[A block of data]
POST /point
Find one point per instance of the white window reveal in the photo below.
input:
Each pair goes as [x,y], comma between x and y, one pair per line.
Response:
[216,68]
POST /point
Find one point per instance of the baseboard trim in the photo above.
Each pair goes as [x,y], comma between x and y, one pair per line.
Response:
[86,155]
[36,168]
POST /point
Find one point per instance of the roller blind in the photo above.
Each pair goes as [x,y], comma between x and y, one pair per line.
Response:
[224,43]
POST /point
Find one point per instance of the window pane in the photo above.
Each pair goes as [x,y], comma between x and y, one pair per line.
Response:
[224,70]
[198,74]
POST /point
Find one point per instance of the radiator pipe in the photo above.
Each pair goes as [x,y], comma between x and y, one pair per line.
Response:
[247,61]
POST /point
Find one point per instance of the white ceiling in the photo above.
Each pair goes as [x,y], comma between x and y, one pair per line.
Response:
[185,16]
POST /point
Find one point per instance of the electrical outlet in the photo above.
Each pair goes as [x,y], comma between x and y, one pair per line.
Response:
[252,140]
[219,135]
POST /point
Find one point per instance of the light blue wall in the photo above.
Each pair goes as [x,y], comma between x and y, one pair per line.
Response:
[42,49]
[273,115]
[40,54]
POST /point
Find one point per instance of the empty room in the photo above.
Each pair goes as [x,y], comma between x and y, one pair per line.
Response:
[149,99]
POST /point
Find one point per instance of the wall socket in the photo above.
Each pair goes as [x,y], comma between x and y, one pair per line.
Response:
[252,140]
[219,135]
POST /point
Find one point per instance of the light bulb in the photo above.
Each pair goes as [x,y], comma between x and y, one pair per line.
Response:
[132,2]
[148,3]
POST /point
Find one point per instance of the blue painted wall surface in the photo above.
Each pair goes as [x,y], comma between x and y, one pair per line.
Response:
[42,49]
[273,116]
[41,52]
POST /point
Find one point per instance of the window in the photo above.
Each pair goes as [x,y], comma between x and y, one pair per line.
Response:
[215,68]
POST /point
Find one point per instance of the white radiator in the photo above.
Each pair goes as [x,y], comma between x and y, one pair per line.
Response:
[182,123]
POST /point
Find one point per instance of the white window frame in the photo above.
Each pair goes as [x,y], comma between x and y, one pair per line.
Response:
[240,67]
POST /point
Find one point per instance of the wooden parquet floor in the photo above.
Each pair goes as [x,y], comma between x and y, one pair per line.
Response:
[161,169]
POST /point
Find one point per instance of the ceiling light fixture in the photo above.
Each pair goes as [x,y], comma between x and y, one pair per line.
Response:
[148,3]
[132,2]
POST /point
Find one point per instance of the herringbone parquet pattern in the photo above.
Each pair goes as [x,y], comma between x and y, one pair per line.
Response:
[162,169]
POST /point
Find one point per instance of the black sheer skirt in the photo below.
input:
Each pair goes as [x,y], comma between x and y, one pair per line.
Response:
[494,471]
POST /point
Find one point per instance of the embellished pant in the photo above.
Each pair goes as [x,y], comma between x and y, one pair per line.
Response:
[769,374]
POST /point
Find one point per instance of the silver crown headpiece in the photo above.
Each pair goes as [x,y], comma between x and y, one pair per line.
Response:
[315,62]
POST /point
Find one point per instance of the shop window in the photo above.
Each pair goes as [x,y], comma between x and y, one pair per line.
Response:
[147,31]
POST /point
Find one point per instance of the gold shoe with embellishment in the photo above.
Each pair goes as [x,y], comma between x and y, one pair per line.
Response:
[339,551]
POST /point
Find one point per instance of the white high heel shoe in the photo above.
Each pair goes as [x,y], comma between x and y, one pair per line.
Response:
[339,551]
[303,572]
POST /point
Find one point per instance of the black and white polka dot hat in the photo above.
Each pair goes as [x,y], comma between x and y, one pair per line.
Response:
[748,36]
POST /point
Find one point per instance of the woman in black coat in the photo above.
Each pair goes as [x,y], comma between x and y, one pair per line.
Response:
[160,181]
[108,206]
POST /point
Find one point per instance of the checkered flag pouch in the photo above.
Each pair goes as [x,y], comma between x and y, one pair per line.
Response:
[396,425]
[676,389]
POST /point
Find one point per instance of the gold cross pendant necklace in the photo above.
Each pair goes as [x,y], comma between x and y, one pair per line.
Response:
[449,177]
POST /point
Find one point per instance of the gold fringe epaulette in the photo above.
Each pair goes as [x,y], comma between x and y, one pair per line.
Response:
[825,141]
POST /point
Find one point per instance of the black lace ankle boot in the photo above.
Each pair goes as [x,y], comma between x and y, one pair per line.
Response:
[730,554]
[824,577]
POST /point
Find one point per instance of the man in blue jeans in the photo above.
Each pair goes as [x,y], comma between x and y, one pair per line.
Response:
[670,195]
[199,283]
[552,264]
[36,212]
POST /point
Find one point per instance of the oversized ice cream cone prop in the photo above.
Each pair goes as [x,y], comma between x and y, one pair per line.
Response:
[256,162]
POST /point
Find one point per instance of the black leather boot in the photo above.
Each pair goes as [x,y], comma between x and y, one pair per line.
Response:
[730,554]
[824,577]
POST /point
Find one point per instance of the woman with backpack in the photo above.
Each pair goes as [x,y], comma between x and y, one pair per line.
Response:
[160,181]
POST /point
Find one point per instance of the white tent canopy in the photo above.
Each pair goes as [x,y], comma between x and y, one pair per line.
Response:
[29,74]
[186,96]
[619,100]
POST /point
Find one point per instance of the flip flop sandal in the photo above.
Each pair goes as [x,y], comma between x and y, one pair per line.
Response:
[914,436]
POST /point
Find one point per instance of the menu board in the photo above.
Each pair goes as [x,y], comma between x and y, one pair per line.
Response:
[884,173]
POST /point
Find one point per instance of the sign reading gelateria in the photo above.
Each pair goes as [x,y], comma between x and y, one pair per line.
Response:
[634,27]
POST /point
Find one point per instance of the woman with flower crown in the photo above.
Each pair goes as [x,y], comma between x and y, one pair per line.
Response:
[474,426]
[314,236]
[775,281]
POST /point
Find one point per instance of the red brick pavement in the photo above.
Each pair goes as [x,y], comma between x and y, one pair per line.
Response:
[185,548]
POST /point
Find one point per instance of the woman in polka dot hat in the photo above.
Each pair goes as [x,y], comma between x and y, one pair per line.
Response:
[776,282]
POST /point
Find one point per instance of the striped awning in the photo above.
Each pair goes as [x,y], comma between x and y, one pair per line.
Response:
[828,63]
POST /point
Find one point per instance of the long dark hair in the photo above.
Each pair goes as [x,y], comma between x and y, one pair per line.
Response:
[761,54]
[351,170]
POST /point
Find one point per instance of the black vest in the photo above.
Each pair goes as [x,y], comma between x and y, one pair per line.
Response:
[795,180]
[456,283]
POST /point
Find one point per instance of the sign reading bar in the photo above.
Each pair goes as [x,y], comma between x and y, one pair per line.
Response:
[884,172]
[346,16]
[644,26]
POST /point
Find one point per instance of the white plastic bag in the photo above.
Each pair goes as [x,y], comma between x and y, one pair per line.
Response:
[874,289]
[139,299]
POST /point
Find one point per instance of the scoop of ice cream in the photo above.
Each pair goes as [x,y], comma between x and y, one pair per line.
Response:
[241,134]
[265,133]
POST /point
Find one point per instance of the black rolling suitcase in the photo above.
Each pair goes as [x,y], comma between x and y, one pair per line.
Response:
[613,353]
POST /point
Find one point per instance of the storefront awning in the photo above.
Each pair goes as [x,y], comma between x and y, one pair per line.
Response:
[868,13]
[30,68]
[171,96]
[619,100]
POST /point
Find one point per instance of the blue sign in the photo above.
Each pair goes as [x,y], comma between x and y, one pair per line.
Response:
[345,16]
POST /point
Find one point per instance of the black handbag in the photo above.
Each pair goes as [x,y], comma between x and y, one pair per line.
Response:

▸ STATED GOAL
Go through the records above and set each one down exactly, please.

▸ FINISHED TASK
POST /point
Find one point per instance of the white window reveal in the photo below.
input:
Each pair goes as [x,y], comma between x and y, one pair per line.
Response:
[216,68]
POST /point
Find one point per instance of the baseboard trim in the photo above.
Each pair goes as [x,y], comma between x and y, one pair per line.
Response:
[86,155]
[36,168]
POST /point
Find one point per instance of the roller blind in the photo above.
Each pair goes as [x,y], comma between x and y, one pair per line.
Response:
[224,43]
POST /point
Find one point per instance of the window pane in the photo above.
Each pair goes as [x,y], comma between x and y, one pair per line.
Response:
[224,70]
[198,74]
POST /point
Find one point per instance of the radiator pipe in the photo above.
Each pair goes as [x,y], comma between x and y, one pair per line.
Response:
[247,61]
POST /point
Find one point per instance of the white ceiling in the photo above.
Each pair goes as [x,y], comma between x and y, one pair per line.
Response:
[185,16]
POST /point
Find one point per instance of the electrical outlet in the photo above.
Each pair goes as [x,y], comma between x and y, one pair per line.
Response:
[252,140]
[219,135]
POST /point
Find one point per instance of the light blue wall in the photo above.
Each pair goes as [x,y], comma between x and y, one pair per line.
Response:
[42,49]
[273,115]
[40,54]
POST /point
Find one point per instance of the empty room in the photo above.
Each pair goes as [x,y], comma between x and y, one pair per line.
Response:
[149,99]
POST /point
Find one point per instance of the wall socket in the photo above.
Each pair goes as [x,y], comma between x and y, one pair per line.
Response:
[252,140]
[219,135]
POST /point
Find one point per instance of the light bulb in the photo above.
Each pair goes as [x,y], comma between x and y, one pair per line.
Response:
[132,2]
[148,3]
POST /point
Find one point per instance of the blue painted wall surface in the photo above.
Each pair goes as [x,y], comma between x and y, one pair per line.
Response:
[42,49]
[273,116]
[41,52]
POST /point
Find one point per instance of the window in the photo above.
Each pair goes as [x,y], comma between x and y, one pair per line.
Response:
[215,68]
POST /point
Find one point per instance of the white radiator in the photo above.
Each pair goes as [x,y], comma between x and y, one pair per line.
Response:
[182,123]
POST /point
Find one point per instance of the white window frame in the photo above.
Each pair goes as [x,y], comma between x and y, one pair per line.
Response:
[240,67]
POST /point
Find one point per instance of the wooden parquet floor in the photo above.
Each pair goes as [x,y], comma between x and y, one pair per line.
Response:
[161,169]
POST /point
Find one point per instance of the ceiling light fixture in the photo above.
Each pair goes as [x,y], comma between x and y, one pair per line.
Response:
[148,3]
[132,2]
POST /point
Find one point per instance of the herringbone parquet pattern in the photo above.
Each pair goes as [x,y], comma between x and y, one pair per line.
Response:
[162,169]
POST /point
Find one point per instance of the black sheer skirt in the photo below.
input:
Each pair goes as [x,y], comma between x and y, one pair per line.
Response:
[494,471]
POST /point
Find one point per instance of the embellished pant in the photo above.
Each pair goes as [x,y], comma between x and y, one pair per line.
Response:
[769,374]
POST /point
Find one point per instance of the silver crown headpiece in the photo above.
Each pair goes as [x,y], comma between x and y, one pair per line.
Response:
[315,62]
POST /point
Find one point per instance of the shop window in the photo above.
Each pair goes as [x,y], comma between x and y, one pair per line.
Response:
[147,31]
POST /point
Find one point per instance of the gold shoe with embellishment in the photo above.
Each pair goes as [x,y], comma between x and y, one pair per line.
Response:
[339,551]
POST /point
Find one point per instance of the white high heel shoe in the photo above.
Each pair goes as [x,y], comma between x and y, one pair per line.
Response:
[339,551]
[303,572]
POST /point
Find one point per instance of the black and white polka dot hat in the photo above.
Each pair goes as [x,y], comma between x and y, one pair per line.
Response:
[748,36]
POST /point
Find one point per instance of the woman in black coat in the photo above.
Each pair goes as [x,y], comma between x and y, one pair per line.
Response:
[160,181]
[108,206]
POST /point
Find one point per instance of the checkered flag pouch in the photo above.
Each pair goes as [x,y], comma between x and y, one pair per line.
Response:
[396,425]
[676,389]
POST /point
Find one point per instance of the gold cross pendant necklace in the photo above.
Each pair goes as [x,y], comma between x and y, one pair per line.
Response:
[449,177]
POST /point
Find one point per instance of the gold fringe epaulette in the photo above.
Each pair goes as [x,y], comma between x and y, one pair per line.
Response:
[825,141]
POST /point
Find one point per instance of the black lace ankle boot in the photo above.
Each pair goes as [x,y], comma between x and y, one pair per line.
Response:
[730,554]
[824,577]
POST /point
Find one point per instance of the man in blue jeans in the photo above.
Each pair goes as [x,y], comma between x and y, one pair per line.
Response:
[670,195]
[199,283]
[552,264]
[36,212]
POST /point
Find one point per instance of the oversized ice cream cone prop in the photo above.
Each pair goes as [x,y], comma between x and y, one pair per line.
Response:
[256,162]
POST /point
Find one point per instance of the black leather boot in the photo above.
Each pair goes as [x,y], comma between x and y, one pair per line.
Response:
[730,554]
[824,577]
POST /point
Find one point per instance of the woman with backpack in the photo above.
Each pair goes as [x,y], comma between x and y, one pair per line.
Response:
[160,181]
POST /point
Find one point per instance of the white tent canopy in the photo above.
Each pair goes as [x,y], comma between x and y, one pair per line.
Response:
[29,74]
[186,96]
[619,100]
POST /point
Find one point per instance of the flip flop sandal in the photo above.
Each pair goes as [x,y], comma between x and y, one pair per line.
Response:
[914,436]
POST /point
Find one point per instance of the menu board in the photo above.
Each pair goes as [x,y], comma between x and y, one pair per line.
Response:
[884,173]
POST /point
Find one point per instance of the sign reading gelateria in the photo above.
Each pair goes as [x,y], comma between x and y, one pair per line.
Response:
[634,27]
POST /point
Find one point per instance of the woman with flower crown in the photo above.
Each pair goes as [x,y], comma between x and y, one pair per line.
Response:
[474,426]
[314,236]
[775,281]
POST /point
Find one point per instance of the red brick pavement in the photo above.
Each pair goes as [x,y], comma between x and y, one pair per line.
Response:
[185,548]
POST /point
Find one point per instance of the woman in polka dot hat in the photo above.
Each pair goes as [x,y], comma between x and y, one pair per line.
Response:
[776,282]
POST /point
Find one point per instance of the striped awning in the photo above.
Each pair goes as [x,y], comma between x and y, one pair per line.
Response:
[828,63]
POST /point
Find one point per instance of the long dark hair in the photo above.
Each pair goes as [x,y], comma between x and y, one pair per line.
Response:
[761,54]
[351,170]
POST /point
Find one point per instance of the black vest in the photo above.
Each pair goes as [x,y], comma between x and y, one pair per line.
Response:
[795,180]
[456,283]
POST /point
Find one point per instance of the sign reading bar in the photo above.
Each pair goes as [x,y], comma between x and y, one pair per line.
Response:
[884,172]
[346,16]
[644,26]
POST /point
Find one point per instance of the white plastic bag in the photo above.
Each pair goes as [x,y], comma between x and y, one pair per line.
Response:
[874,289]
[139,299]
POST /point
Find one point per instance of the scoop of ice cream in the photo above.
Each pair goes as [x,y], comma between x and y, one pair per line.
Response:
[241,134]
[265,133]
POST /point
Find one point per instance of the black rolling suitcase in the photo above.
Each pair goes as [x,y], comma between x and y, one pair per line.
Response:
[613,353]
POST /point
Find one point per instance of the storefront awning in the photo above.
Each pair goes as [x,y], comma between x and y, one pair per line.
Response:
[868,13]
[30,68]
[171,96]
[619,100]
POST /point
Find one point per instance of the blue sign in the photo above.
Each pair goes as [x,y], comma between x and y, one pair per line.
Response:
[345,16]
POST /point
Find one point per instance of the black handbag in the photo above.
Each pair goes as [x,y], comma between x and y, one pair per line.
Response:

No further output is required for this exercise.